Return all of the data below word for word, omitting any pictures.
+ + + + + + +
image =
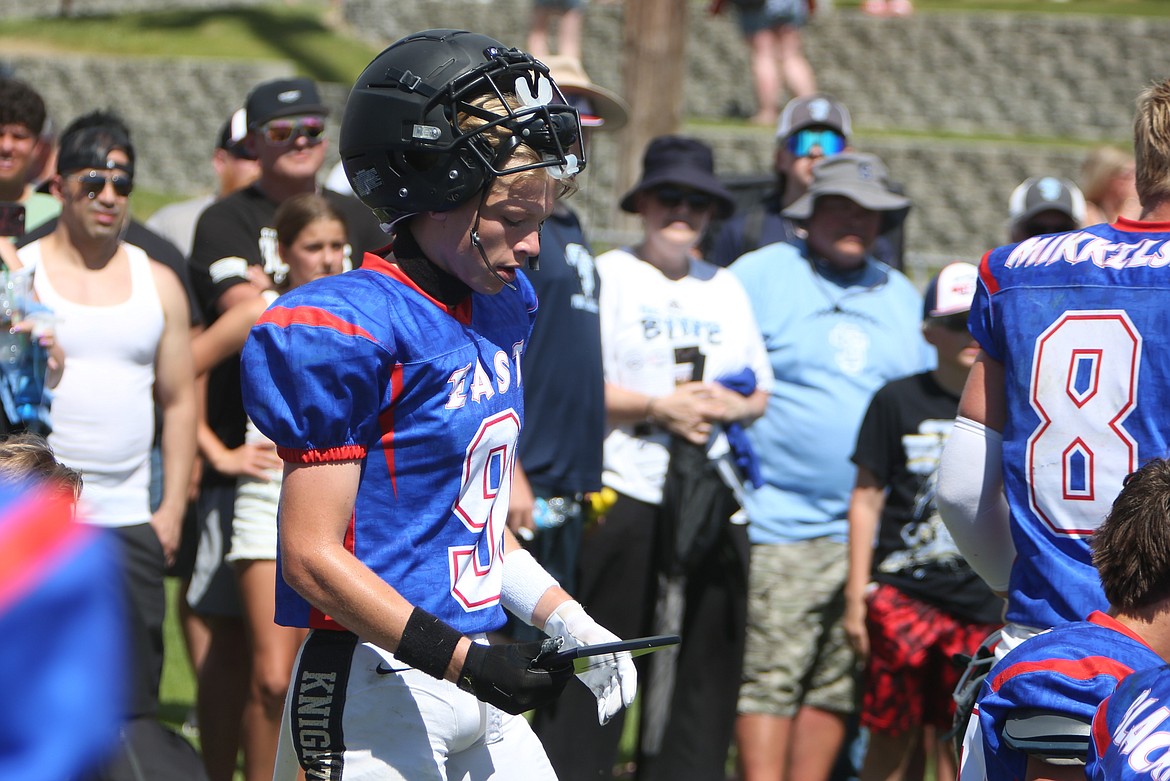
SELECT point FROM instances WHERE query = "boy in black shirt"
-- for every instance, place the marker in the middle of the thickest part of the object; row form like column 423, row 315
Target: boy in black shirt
column 912, row 601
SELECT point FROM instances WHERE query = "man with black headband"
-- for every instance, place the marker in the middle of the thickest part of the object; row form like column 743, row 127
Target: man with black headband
column 122, row 322
column 394, row 395
column 233, row 258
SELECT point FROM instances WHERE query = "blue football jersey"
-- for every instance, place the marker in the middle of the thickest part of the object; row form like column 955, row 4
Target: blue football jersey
column 1131, row 730
column 1079, row 322
column 1067, row 670
column 366, row 366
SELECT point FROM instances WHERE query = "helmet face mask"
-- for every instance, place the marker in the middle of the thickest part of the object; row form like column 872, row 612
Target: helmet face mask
column 403, row 145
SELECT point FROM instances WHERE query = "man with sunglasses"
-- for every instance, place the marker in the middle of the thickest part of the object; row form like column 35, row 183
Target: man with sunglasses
column 838, row 325
column 233, row 257
column 910, row 600
column 810, row 129
column 122, row 323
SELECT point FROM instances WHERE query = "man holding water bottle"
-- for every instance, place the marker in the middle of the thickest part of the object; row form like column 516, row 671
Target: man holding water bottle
column 122, row 323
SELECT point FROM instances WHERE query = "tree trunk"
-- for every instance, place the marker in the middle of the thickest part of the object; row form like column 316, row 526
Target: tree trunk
column 655, row 36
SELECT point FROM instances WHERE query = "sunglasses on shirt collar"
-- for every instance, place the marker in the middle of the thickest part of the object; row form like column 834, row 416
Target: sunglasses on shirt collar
column 803, row 142
column 956, row 323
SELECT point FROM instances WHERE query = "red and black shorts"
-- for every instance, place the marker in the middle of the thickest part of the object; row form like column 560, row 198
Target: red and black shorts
column 909, row 675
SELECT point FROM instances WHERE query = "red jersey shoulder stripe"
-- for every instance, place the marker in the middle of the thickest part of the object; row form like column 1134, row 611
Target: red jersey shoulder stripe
column 1082, row 669
column 311, row 316
column 36, row 531
column 989, row 278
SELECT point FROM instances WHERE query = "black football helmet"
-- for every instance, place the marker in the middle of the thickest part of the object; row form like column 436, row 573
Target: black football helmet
column 399, row 142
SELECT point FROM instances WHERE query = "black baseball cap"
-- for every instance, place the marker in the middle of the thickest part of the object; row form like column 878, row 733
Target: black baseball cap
column 232, row 135
column 813, row 111
column 283, row 97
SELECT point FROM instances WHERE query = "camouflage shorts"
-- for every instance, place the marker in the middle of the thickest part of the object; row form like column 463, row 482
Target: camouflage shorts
column 797, row 652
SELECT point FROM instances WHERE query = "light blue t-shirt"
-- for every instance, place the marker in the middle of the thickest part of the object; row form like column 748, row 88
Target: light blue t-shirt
column 832, row 340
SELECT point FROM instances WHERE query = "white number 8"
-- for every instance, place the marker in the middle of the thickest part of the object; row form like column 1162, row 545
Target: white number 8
column 1084, row 386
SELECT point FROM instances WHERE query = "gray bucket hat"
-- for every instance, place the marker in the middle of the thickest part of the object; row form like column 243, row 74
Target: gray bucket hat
column 861, row 178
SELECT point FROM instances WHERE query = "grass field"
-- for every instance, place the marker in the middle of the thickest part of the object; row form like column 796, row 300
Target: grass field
column 296, row 32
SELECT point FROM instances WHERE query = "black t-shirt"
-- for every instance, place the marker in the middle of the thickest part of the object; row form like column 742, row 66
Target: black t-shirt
column 564, row 392
column 900, row 442
column 232, row 234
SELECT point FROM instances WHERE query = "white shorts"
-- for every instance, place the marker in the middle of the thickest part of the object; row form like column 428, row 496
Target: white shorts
column 355, row 712
column 254, row 518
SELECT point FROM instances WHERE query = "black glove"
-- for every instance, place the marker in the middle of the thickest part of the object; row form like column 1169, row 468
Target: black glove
column 501, row 676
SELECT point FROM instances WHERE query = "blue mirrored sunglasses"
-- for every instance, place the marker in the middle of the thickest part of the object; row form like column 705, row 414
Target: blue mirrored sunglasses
column 803, row 142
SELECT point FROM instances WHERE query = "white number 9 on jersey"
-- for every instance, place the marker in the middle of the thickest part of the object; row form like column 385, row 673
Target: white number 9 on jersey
column 482, row 506
column 1084, row 386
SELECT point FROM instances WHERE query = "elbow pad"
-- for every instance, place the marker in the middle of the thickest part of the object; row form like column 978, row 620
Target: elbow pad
column 524, row 583
column 971, row 500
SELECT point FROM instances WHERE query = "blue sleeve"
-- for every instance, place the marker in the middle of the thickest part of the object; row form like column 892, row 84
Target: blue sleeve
+ + + + + + +
▶ **RESPONSE TO THIS EXERCISE**
image =
SELECT point FROM instances WHERE query = "boy in black shirt"
-- for every instance, place the marker in the middle of the thickest part of the object; row form like column 423, row 315
Target: boy in black shirt
column 912, row 601
SELECT point FROM instances WHERE query = "man with black headband"
-- for every instance, place the marker in the middle of the thickest part of the object; row form like column 743, row 127
Target: man with black headband
column 122, row 322
column 394, row 395
column 233, row 258
SELECT point FROM instances WHERE query = "blue football jersey"
-- for every instance, place the marker in the middle of the thickest part of the object; row form like column 955, row 4
Target: blue football jersey
column 1131, row 730
column 1079, row 322
column 1067, row 670
column 366, row 366
SELECT point FROM instances WHERE query = "helmet face mask"
-- for every instance, place the marker in the middle of the thickest part of the object; row form like column 872, row 612
Target: helmet face mask
column 403, row 145
SELECT point FROM instances WHERE query = "man with sunglasses"
-- for every instance, place the marker in the middle of the thickest part of the object; row form like column 35, row 183
Target: man with sunglasses
column 838, row 325
column 233, row 257
column 910, row 600
column 810, row 129
column 122, row 323
SELECT point FROM instances WHERE query = "man holding water bottle"
-- for every instance, place the marker in the middle of the thickest part of the object; row form like column 516, row 671
Target: man holding water bottle
column 122, row 323
SELECT point FROM instances WHERE query = "tree trunk"
-- for every instance, place the marker in the middle of the thickest part of the object; row form like column 316, row 526
Target: tree trunk
column 655, row 36
SELECT point FROM instances WHERE query = "sunglasses on shirt collar"
-- for every instance, place the marker in the middle of the thickest part of the object; row form like column 834, row 416
Target: sunglasses on shirt collar
column 803, row 142
column 956, row 323
SELECT point FROM instances WHERE query = "red and black shorts"
-- for every instance, place the marker in the middle of the thickest part of the object; row form like column 560, row 198
Target: red and black shorts
column 909, row 675
SELECT point FROM instances WHERE query = "red jersey shoulder stripe"
-- for every instance, place the marker in the middle of the thickest part of the object; row form like column 1134, row 611
Target: red jersey shoulder stripe
column 1082, row 669
column 311, row 316
column 36, row 531
column 989, row 278
SELECT point FROM instances WHERE query = "black football helmet"
-- for every instance, place the marker in the middle of the thickest part of the object; row form like column 436, row 573
Target: black football helmet
column 399, row 142
SELECT point FROM instances WHERE query = "black baseball cap"
-- for every instance, place the marker in the middle of the thickest part of the object; row form like column 878, row 733
Target: black baseball cap
column 232, row 135
column 813, row 111
column 283, row 97
SELECT point FROM instances WHERE query = "camouflage shorts"
-- for every instance, place the marker in the middle of the thickest part of the object; row form like column 463, row 482
Target: camouflage shorts
column 797, row 652
SELECT point FROM instances WHERE query = "light blue t-shirt"
-- for every instance, place the marker in the middle of the thickest part of the object; row form like column 748, row 88
Target: light blue t-shirt
column 832, row 340
SELECT point FROM instances WHERE query = "white number 8"
-- for every instance, place the marker in the middle of the thickest part of the object; row form like column 1162, row 545
Target: white number 8
column 1084, row 386
SELECT point FROM instances WHERE query = "gray bucket hat"
-- for every instance, place the marker in the middle of the thickest part of the object; row form like column 243, row 74
Target: gray bucket hat
column 861, row 178
SELECT point FROM instances WHERE query = "grass field"
-- for every instance, place the marker in the middle of the thickest part of the object; row form like column 796, row 300
Target: grass field
column 296, row 32
SELECT point FROM instances WHERE query = "black t-shirt"
-- for every instance, place the marker in the middle of the thickest part of the object; row form like column 742, row 66
Target: black t-shirt
column 564, row 392
column 900, row 442
column 232, row 234
SELECT point FROM instances WHERE query = "white shorts"
-- for every instance, place the marker in the middle of the thickest part of the object; row form like column 428, row 496
Target: white shorts
column 355, row 712
column 254, row 518
SELECT point FROM instances WHERE query = "black glove"
-- for every instance, place the marker in the middle of the thickest part of the object; row form like column 1169, row 468
Target: black glove
column 501, row 676
SELECT point FROM instances WHERE query = "blue mirrored sunglasses"
-- for every instance, place the marker in the middle of the thickest part of the object; row form like column 705, row 414
Target: blue mirrored sunglasses
column 803, row 142
SELECT point FROM instances WHERE query = "white number 9 on jersey"
-- for every instance, place the marker in the middle of the thickest part of the object; row form like column 385, row 673
Target: white number 9 on jersey
column 482, row 506
column 1084, row 386
SELECT point FROM instances WHERE query = "elbow pad"
-- for every instance, place the marker in the middle of the thickest part of the object; row form like column 978, row 620
Target: elbow pad
column 524, row 583
column 971, row 500
SELECT point FROM instances WHERE query = "blue sleeve"
-- for every instance, place the marker in the middle of the thickest part of the object; row form like column 892, row 84
Target: blue sleeve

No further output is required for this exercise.